ーびっくりしたのが手術も無事成功し、退院されて僅かな期間で9月9日(月)、渋谷のCLUB QUATTROで<TAKUYA Birthday Live2013 “Goddess of Discord N0.99”>にゲスト出演されましたがTAKUYAさんからのオファーだったのでしょうか?

そうです、フラフラだったんですけど。不思議なものでステージに立つと元気になって。QUATTRO階段上がるのも大変で、ステージサイドまで行ったときにはもう動けない状態だったのにステージが始まると動けちゃうっていう…

ーステージに立つということはブログにも記載されていた”やりたいこと”の1つでもあったのですね。時を経てプロデュースされた楽曲をメンバーと演奏されるのは大きな喜びだったのではないでしょうか?

そうですね、ジュディマリを一緒に演れるとは思ってもいなかったですね。この前(早川義夫+佐久間正英「The beautiful world」)のライブでもくるりが一緒に演ってくれたのもそうですね。

ー9月19日に”Hello World”と題された公演を早川義夫さんと行われましたが、「手術が済んで、いま一度演奏をすることができる身体に戻れるのなら、この人の歌でもう一度ギターを弾きたい。」が実現されました。題された”Hello World”にはどのような想いを込められたのでしょうか?

“goodbye world”って文章を書いた後である意味”再スタート”ですよね。ホントは”Hello World Again”なんですけど(笑)

ーライブでは早川さんが「いつか」という曲の中で、「♪生きてゆく姿がステキなんだ 佐久間正英 」と歌われましたが、このメッセージについては?

実はリハのときに一応ハマりがどうかだけ早川さんとチェックをしてたんですけどね。本人としては恥ずかしかったですね(笑)

ー”The beautiful world”ではコメントに
一生懸命やること。
そこに誤魔化しや妥協をしない事。
出来る事だけを出来る様にやる事。
当たり前の事を偉そうにやらない事。
ひたむきであること。
いつも新鮮である事。
自分の感覚を信じる事。

------------------------------

目的
ライブ出演をめぐるインタビューを、最後に示された行の後から書き進めてもらえますか?

------------------------------

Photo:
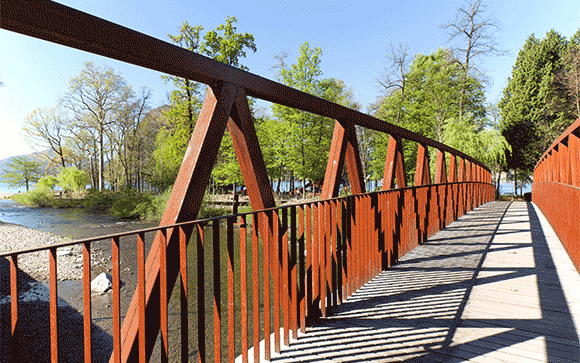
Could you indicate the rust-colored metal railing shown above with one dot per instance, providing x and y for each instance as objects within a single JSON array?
[
  {"x": 226, "y": 105},
  {"x": 556, "y": 188},
  {"x": 320, "y": 254}
]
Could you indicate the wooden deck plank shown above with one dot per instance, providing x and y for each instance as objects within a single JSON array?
[{"x": 494, "y": 286}]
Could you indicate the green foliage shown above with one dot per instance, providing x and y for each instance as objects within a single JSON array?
[
  {"x": 306, "y": 136},
  {"x": 225, "y": 45},
  {"x": 36, "y": 198},
  {"x": 47, "y": 182},
  {"x": 72, "y": 179},
  {"x": 533, "y": 111},
  {"x": 229, "y": 47},
  {"x": 155, "y": 209},
  {"x": 22, "y": 171},
  {"x": 431, "y": 102},
  {"x": 98, "y": 201},
  {"x": 131, "y": 204}
]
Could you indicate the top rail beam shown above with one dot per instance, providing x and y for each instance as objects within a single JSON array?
[
  {"x": 575, "y": 126},
  {"x": 76, "y": 29}
]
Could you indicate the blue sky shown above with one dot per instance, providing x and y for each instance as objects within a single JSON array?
[{"x": 353, "y": 36}]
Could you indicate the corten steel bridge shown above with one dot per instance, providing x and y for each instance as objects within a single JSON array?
[{"x": 286, "y": 269}]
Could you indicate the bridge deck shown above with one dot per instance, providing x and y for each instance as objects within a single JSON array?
[{"x": 494, "y": 286}]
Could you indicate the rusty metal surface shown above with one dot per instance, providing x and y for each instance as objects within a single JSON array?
[
  {"x": 394, "y": 165},
  {"x": 556, "y": 188},
  {"x": 83, "y": 31},
  {"x": 413, "y": 215}
]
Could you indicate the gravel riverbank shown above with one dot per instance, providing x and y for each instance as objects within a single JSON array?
[{"x": 14, "y": 237}]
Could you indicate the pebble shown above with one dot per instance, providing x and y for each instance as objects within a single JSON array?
[{"x": 14, "y": 237}]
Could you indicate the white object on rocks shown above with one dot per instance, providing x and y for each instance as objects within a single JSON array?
[
  {"x": 64, "y": 251},
  {"x": 102, "y": 283}
]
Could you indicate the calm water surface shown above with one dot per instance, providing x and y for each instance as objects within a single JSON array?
[{"x": 74, "y": 223}]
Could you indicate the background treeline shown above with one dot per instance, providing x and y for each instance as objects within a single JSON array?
[{"x": 111, "y": 133}]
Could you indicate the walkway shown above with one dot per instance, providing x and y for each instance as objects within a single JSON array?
[{"x": 494, "y": 286}]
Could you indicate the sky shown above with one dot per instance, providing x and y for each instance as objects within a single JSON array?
[{"x": 353, "y": 36}]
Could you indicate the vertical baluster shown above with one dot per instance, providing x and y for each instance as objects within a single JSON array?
[
  {"x": 293, "y": 274},
  {"x": 14, "y": 331},
  {"x": 163, "y": 295},
  {"x": 255, "y": 288},
  {"x": 231, "y": 290},
  {"x": 244, "y": 288},
  {"x": 333, "y": 264},
  {"x": 87, "y": 300},
  {"x": 276, "y": 272},
  {"x": 200, "y": 294},
  {"x": 309, "y": 279},
  {"x": 184, "y": 294},
  {"x": 322, "y": 253},
  {"x": 303, "y": 285},
  {"x": 54, "y": 309},
  {"x": 217, "y": 297},
  {"x": 339, "y": 250},
  {"x": 266, "y": 265},
  {"x": 141, "y": 287},
  {"x": 285, "y": 293},
  {"x": 315, "y": 261}
]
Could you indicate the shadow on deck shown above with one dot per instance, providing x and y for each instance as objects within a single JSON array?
[{"x": 496, "y": 285}]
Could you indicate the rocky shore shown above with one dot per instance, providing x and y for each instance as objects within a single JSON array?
[{"x": 14, "y": 237}]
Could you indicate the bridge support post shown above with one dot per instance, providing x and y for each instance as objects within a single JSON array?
[
  {"x": 344, "y": 147},
  {"x": 394, "y": 165}
]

------------------------------

解答
友達や仲間の助けを素直に受け入れること。
実際はカッコ悪くてもカッコよく生きようとする事。
とありました。これは正しく”美しいこと”であってそういった人々がいる世界こそ、”The beautiful world”と解釈できますし、当日のライブ会場がそうであったと思うのですが?

そうですね、温かい雰囲気の中で素晴らしい演奏が出来ましたね。ゲストのくるり含め、最初から最後まで。

ー10月7日には”Vacant World”も決まっていますが、ジャックスのデビュー曲と同題です。

高校生のときに初めてジャックスを聴いて「からっぽの世界」の映像は自分の中で持っていてそれから抜けられないですね。人間・自分の中の見てはいけない部分を見てしまった感じ。知らなくて良かったことを知ってしまった感じ。見たくない映像を見てしまった感じ。怖いものです、僕にとっては。まぁ変わらず、一生懸命やろうと思います。

ーありがとうございます。それでは最後にミュージシャン・音楽制作者に向けてメッセージを頂けますでしょうか?

僕にとっても永遠のテーマで未だに見えていないですけど、何の為に音楽をやるのか、何の為に音楽を続けるのかを探して下さい。

ー長時間お付き合い頂きありがとうございました。

いえいえ、歴史が長いんで(笑)


取材:2013.10.03
撮影:Eri Shibata
(2013.09.29 早川義夫+佐久間正英「The beautiful world」)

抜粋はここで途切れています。